Our top story tonight: John Edwards and John Kerry both beat Bush in polls and in "totally unrelated news" the search for Osama Bin Laden intensifies and in "other totally unrelated news" the new Election Assistance Commission assured the states that they would expedite the distribution of $2.3 billion dollars in federal funds for new voting booth equipment
posted by thedailygrowl (19 comments total)
 
"A solid majority in the poll - about two-thirds - said Bush has strong moral character and is a strong and decisive leader."

::sigh::
posted by Tryptophan-5ht at 11:35 PM on February 19, 2004


I hope the new voting booth equipment doesn't include touch screen voting by diebold.
posted by mathowie at 11:39 PM on February 19, 2004


What I've been curious about, and unable to find out (mostly because I haven't tried that hard), is if the voting in the American primaries is being recorded with Diebold or one of the other, er, less-than-optimally dependable electronic voting systems.

We ought to have a pool on how many total votes are cast in the general election come November. (What's the population of the US - 300,000,000 or so? I got dibs on 400,000,000 to 450,000,000 votes cast. Just for Republicans!)
posted by stavrosthewonderchicken at 11:49 PM on February 19, 2004


We ought to have a pool on how many total votes are cast in the general election come November. (What's the population of the US - 300,000,000 or so? I got dibs on 400,000,000 to 450,000,000 votes cast. Just for Republicans!)

You'd have something to be suspicious of if more than about 120,000 turned out to vote I'd say - the 2000 turnout was 105,000 which was very high (for the US) at 51% of voting-age persons.

I am interested in this bit in the first article:
The poll of 1,006 adults, including 898 registered voters and 568 likely voters, was taken Feb. 16-17 and has a margin of sampling error of plus or minus 3 percentage points, larger for subgroups such as registered or likely voters.

Okay, so uh, what did the people who were actually going to vote say? And at a 56%, the people who claim to be likely voters is a little optimistic isn't it - I'm sure a good 4-8% of them will be washing their hair when it counts.
posted by sycophant at 12:08 AM on February 20, 2004


No voting machine left behind. I could think of a few hundred thousand better uses for that kind of money, many of which don't involve me.

• **DATASET EXTRACT**:

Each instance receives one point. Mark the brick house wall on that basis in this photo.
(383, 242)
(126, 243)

• **STATED PROBLEM**:
Answer these questions using the forum thread.
1. How much in federal funds did the Election Assistance Commission say it would distribute for new voting booth equipment?
2. How many registered voters were included in the poll of 1,006 adults?
3. On what dates was that poll taken?

• **REPLY**:
1. $2.3 billion
2. 898
3. Feb. 16-17